▸ Task requirements:
Convert the data, from the line with "Exercise. Point out every instance of the wooden railing" up to and including the line with "point(111, 299)", into a Markdown table with the columns Number and Entry. Give each line a running number and skip any blank lines.

(Recorded data)
--------------------
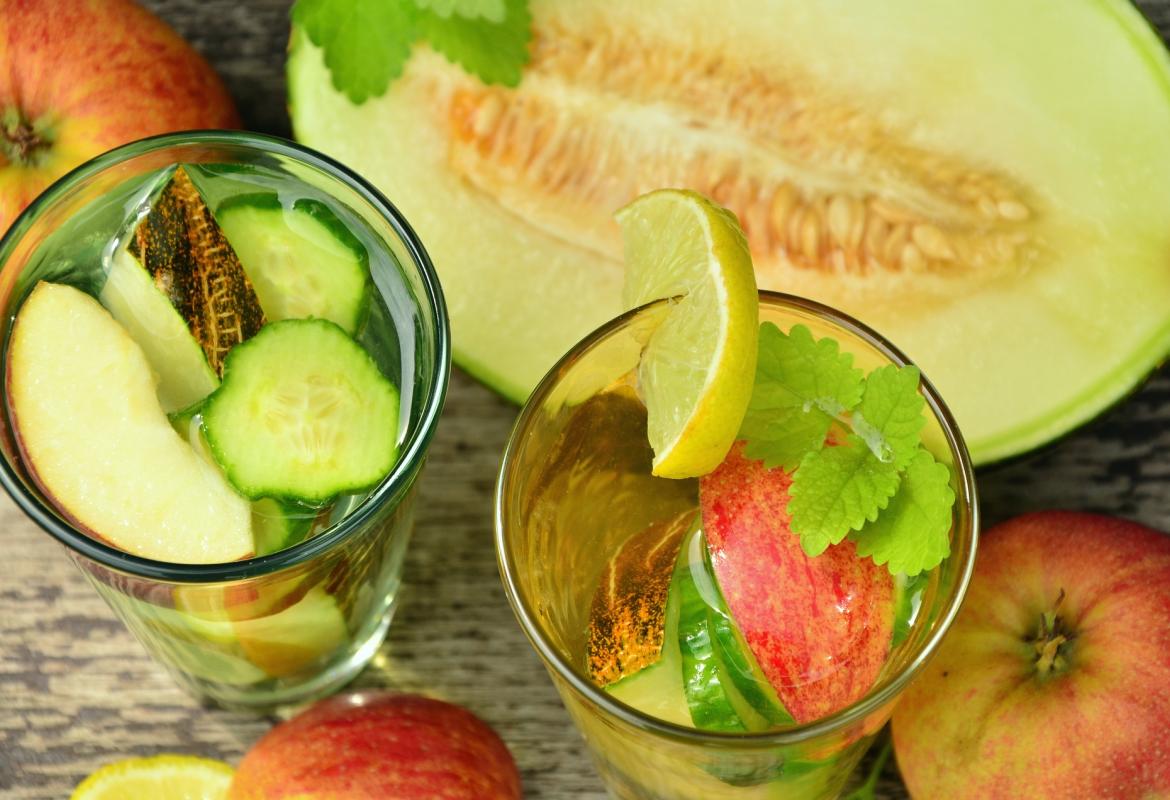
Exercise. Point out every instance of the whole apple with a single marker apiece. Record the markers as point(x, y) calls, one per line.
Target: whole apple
point(78, 77)
point(1054, 681)
point(379, 745)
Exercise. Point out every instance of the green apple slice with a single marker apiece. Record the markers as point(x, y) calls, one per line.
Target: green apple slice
point(95, 439)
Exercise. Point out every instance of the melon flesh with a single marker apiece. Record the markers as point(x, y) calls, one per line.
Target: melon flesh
point(984, 183)
point(95, 439)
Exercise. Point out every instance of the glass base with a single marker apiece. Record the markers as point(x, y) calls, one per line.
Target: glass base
point(259, 698)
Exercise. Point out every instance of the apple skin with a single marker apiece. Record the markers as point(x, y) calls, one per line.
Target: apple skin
point(78, 77)
point(379, 744)
point(820, 628)
point(981, 722)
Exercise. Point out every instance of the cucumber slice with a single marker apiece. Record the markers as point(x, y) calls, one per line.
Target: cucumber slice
point(276, 525)
point(303, 414)
point(747, 685)
point(130, 295)
point(656, 690)
point(711, 708)
point(302, 260)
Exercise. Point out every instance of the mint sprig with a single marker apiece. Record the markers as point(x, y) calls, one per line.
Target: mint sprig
point(493, 50)
point(837, 490)
point(853, 443)
point(367, 42)
point(494, 11)
point(800, 387)
point(912, 533)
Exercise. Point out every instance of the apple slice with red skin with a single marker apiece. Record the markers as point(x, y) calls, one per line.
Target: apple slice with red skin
point(820, 628)
point(80, 77)
point(379, 744)
point(1053, 680)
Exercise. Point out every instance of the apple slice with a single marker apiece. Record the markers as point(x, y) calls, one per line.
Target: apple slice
point(819, 627)
point(95, 439)
point(286, 642)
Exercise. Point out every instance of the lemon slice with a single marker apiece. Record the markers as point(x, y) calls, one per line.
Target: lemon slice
point(697, 369)
point(158, 778)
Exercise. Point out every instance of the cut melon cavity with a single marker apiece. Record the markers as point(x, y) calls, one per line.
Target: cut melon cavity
point(956, 174)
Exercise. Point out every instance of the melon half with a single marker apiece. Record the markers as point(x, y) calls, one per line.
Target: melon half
point(986, 184)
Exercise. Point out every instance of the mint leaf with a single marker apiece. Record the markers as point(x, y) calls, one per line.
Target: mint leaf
point(889, 418)
point(493, 11)
point(838, 489)
point(795, 369)
point(495, 52)
point(780, 436)
point(913, 533)
point(365, 43)
point(800, 386)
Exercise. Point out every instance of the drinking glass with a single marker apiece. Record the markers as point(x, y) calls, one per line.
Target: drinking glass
point(302, 621)
point(576, 483)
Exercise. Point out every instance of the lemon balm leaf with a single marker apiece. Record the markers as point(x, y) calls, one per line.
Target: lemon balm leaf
point(913, 532)
point(838, 489)
point(802, 386)
point(889, 418)
point(795, 369)
point(365, 43)
point(782, 435)
point(494, 11)
point(493, 50)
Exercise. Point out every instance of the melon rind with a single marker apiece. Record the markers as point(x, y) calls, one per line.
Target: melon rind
point(1020, 357)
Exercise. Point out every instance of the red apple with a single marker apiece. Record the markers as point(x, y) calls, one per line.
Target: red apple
point(819, 627)
point(1053, 681)
point(378, 744)
point(78, 77)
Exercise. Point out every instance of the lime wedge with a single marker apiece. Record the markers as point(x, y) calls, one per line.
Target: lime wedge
point(697, 369)
point(158, 778)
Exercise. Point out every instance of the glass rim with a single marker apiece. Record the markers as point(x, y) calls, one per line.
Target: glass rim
point(412, 452)
point(839, 719)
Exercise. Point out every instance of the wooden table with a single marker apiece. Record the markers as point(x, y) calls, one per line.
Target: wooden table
point(77, 691)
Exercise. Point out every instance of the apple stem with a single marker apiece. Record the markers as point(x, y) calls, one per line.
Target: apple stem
point(19, 139)
point(1051, 640)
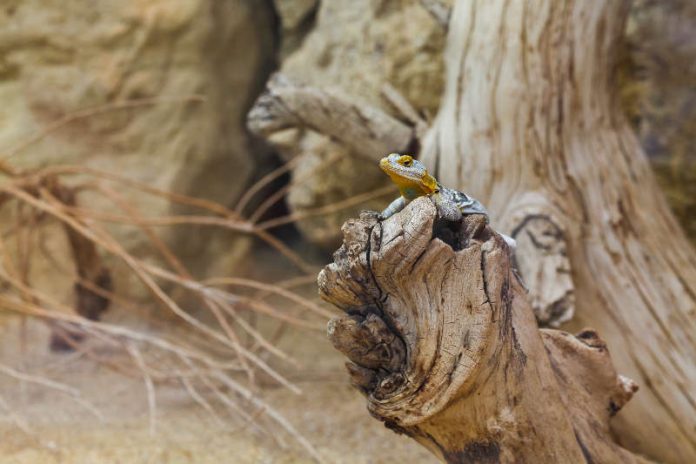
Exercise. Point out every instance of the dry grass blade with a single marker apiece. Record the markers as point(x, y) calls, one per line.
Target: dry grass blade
point(149, 385)
point(53, 385)
point(89, 112)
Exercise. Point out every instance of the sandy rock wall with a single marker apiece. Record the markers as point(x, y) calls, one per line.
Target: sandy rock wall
point(59, 57)
point(353, 49)
point(658, 83)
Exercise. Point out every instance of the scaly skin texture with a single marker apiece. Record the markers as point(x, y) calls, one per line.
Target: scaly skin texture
point(414, 181)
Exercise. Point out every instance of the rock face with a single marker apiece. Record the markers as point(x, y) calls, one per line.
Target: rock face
point(354, 49)
point(658, 80)
point(60, 57)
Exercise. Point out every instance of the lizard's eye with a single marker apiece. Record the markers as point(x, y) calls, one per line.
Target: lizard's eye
point(406, 161)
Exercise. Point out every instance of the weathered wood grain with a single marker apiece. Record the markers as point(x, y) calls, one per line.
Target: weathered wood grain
point(443, 343)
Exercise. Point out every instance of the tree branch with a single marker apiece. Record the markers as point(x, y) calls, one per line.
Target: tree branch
point(366, 130)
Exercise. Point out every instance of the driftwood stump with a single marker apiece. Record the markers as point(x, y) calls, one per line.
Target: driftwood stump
point(443, 343)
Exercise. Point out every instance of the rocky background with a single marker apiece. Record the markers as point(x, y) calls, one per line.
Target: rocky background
point(190, 70)
point(658, 83)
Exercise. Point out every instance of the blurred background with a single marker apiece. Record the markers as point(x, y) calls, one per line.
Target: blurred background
point(157, 286)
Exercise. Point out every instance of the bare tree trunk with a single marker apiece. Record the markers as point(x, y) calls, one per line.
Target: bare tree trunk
point(444, 344)
point(530, 126)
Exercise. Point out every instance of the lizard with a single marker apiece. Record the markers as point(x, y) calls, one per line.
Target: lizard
point(414, 181)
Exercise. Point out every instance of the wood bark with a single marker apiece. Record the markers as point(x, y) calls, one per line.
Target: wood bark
point(368, 131)
point(529, 125)
point(444, 344)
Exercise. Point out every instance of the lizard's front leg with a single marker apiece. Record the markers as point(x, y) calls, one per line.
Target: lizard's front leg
point(393, 208)
point(446, 208)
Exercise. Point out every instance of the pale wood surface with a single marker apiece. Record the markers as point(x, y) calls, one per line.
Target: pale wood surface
point(529, 125)
point(444, 344)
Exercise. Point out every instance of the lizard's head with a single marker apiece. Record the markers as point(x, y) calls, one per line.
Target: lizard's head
point(409, 175)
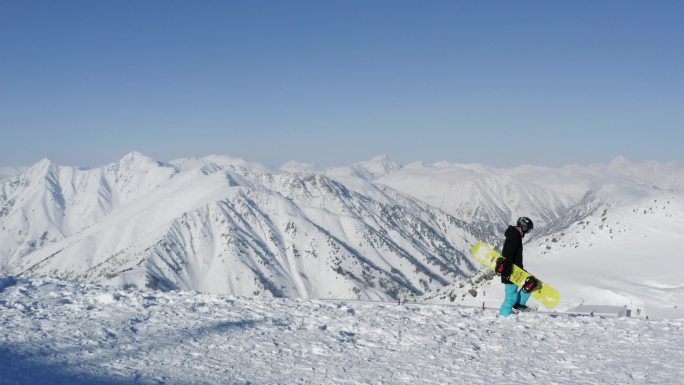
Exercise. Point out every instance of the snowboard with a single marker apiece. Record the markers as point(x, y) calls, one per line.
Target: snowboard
point(544, 293)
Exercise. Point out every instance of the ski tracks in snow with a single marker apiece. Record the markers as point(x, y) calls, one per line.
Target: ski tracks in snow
point(63, 333)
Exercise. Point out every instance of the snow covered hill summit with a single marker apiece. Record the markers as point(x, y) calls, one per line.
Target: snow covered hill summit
point(63, 333)
point(371, 230)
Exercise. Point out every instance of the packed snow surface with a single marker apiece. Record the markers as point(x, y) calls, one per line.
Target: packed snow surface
point(57, 332)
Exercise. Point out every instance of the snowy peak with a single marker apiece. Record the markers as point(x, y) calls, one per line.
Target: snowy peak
point(379, 165)
point(369, 170)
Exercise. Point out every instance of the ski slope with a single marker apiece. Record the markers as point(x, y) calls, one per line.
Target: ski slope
point(57, 332)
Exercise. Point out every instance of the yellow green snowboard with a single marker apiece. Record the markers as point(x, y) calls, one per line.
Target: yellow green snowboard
point(544, 293)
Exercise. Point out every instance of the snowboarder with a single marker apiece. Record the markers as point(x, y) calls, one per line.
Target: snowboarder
point(512, 254)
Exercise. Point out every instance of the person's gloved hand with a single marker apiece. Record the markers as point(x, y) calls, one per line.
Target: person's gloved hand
point(503, 268)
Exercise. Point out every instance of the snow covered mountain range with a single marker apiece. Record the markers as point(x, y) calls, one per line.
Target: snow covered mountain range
point(372, 230)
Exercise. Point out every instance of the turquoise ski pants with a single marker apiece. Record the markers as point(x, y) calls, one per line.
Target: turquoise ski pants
point(514, 295)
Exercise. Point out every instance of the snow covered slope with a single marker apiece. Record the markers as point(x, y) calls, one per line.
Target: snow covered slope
point(63, 333)
point(6, 172)
point(372, 230)
point(220, 224)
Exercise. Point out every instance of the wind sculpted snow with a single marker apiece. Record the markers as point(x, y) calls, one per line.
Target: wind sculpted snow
point(60, 333)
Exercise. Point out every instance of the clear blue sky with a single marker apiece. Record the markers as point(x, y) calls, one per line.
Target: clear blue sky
point(335, 82)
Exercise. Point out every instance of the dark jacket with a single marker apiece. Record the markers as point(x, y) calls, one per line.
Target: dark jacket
point(512, 249)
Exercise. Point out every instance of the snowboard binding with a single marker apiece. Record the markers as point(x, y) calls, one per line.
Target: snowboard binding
point(530, 284)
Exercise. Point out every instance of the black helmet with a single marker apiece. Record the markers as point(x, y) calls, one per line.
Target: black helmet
point(525, 224)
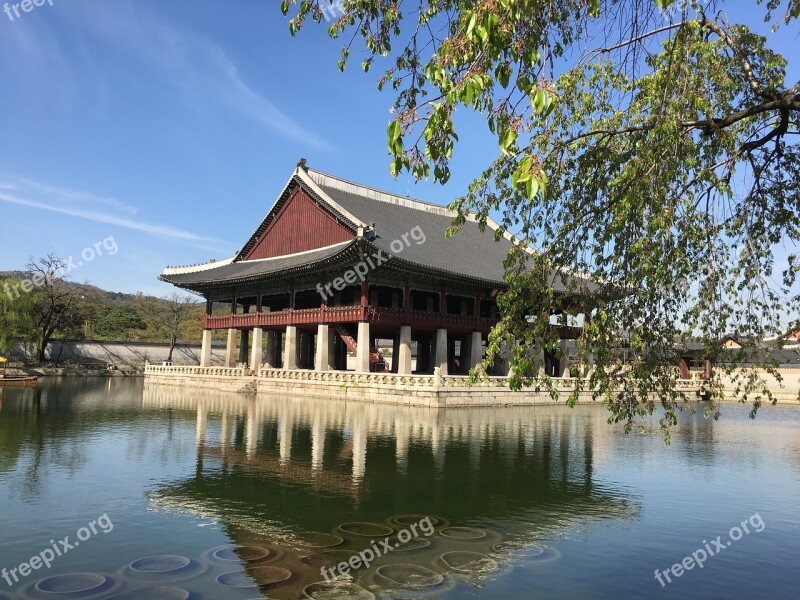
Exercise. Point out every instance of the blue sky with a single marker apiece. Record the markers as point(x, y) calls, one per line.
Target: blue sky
point(173, 126)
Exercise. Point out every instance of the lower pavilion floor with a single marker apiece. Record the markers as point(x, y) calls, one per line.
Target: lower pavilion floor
point(357, 347)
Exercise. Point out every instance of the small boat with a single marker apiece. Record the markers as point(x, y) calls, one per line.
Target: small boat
point(15, 380)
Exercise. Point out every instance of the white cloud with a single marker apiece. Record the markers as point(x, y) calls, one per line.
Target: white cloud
point(102, 217)
point(194, 66)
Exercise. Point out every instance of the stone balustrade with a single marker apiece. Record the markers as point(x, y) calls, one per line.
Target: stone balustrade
point(201, 371)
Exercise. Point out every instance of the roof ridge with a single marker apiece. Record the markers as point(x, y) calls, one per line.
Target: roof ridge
point(381, 195)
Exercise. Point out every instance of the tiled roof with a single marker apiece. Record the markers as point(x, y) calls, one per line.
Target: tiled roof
point(389, 222)
point(253, 269)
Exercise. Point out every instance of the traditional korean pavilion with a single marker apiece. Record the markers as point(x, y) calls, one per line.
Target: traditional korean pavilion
point(335, 266)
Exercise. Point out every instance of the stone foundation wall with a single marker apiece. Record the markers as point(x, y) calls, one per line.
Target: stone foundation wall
point(410, 390)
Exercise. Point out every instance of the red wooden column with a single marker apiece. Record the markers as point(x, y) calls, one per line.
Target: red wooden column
point(364, 299)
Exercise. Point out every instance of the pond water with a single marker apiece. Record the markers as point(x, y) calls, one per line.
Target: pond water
point(133, 491)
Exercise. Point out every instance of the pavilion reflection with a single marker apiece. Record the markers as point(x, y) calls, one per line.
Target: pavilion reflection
point(272, 469)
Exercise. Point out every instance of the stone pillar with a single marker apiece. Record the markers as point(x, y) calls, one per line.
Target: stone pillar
point(230, 349)
point(205, 351)
point(258, 348)
point(271, 352)
point(331, 349)
point(404, 355)
point(290, 352)
point(424, 355)
point(244, 348)
point(395, 353)
point(475, 350)
point(362, 348)
point(323, 358)
point(466, 353)
point(451, 356)
point(565, 360)
point(440, 351)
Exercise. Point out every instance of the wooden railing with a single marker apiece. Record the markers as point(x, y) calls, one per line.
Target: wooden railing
point(209, 371)
point(393, 317)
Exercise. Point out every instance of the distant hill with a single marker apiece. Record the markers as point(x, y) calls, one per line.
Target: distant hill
point(111, 299)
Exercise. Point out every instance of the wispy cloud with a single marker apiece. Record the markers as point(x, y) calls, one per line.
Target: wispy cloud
point(84, 205)
point(73, 196)
point(198, 68)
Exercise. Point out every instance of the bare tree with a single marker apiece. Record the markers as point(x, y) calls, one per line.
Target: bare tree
point(54, 299)
point(165, 317)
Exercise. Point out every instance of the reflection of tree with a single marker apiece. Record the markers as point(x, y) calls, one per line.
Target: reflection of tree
point(47, 428)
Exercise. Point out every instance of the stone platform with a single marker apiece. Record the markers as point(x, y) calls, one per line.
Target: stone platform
point(414, 390)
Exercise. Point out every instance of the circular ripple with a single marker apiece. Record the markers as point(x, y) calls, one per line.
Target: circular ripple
point(412, 544)
point(270, 576)
point(153, 593)
point(318, 539)
point(537, 553)
point(366, 529)
point(469, 562)
point(245, 553)
point(236, 579)
point(410, 576)
point(72, 583)
point(161, 564)
point(408, 520)
point(335, 590)
point(463, 534)
point(328, 558)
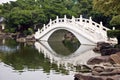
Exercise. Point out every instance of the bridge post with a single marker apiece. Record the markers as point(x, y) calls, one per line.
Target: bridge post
point(101, 25)
point(90, 19)
point(50, 22)
point(57, 19)
point(73, 19)
point(44, 27)
point(81, 18)
point(65, 18)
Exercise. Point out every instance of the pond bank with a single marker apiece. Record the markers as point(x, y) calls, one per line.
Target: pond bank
point(104, 67)
point(18, 37)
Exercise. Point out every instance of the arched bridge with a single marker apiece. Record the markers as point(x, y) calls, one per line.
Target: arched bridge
point(85, 30)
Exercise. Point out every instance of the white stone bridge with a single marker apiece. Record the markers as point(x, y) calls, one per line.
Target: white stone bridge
point(85, 30)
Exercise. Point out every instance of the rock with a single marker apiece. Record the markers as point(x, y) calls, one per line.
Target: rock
point(109, 51)
point(81, 76)
point(102, 45)
point(84, 77)
point(21, 39)
point(98, 69)
point(98, 60)
point(116, 57)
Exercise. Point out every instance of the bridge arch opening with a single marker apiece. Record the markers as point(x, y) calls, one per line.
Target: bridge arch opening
point(67, 40)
--------------------
▸ Solution to this problem:
| Number | Entry |
|---|---|
| 1 | Exercise. Point out every instance of the wooden railing with a single marker apiece. Record the markers as point(x, y) calls, one per line. |
| 2 | Target: wooden railing |
| 3 | point(209, 371) |
| 4 | point(393, 317) |
| 5 | Exercise. Point out every instance of the distant hill with a single marker apiece. Record the markers as point(x, y) calls, one per line. |
| 6 | Target: distant hill |
| 7 | point(111, 299) |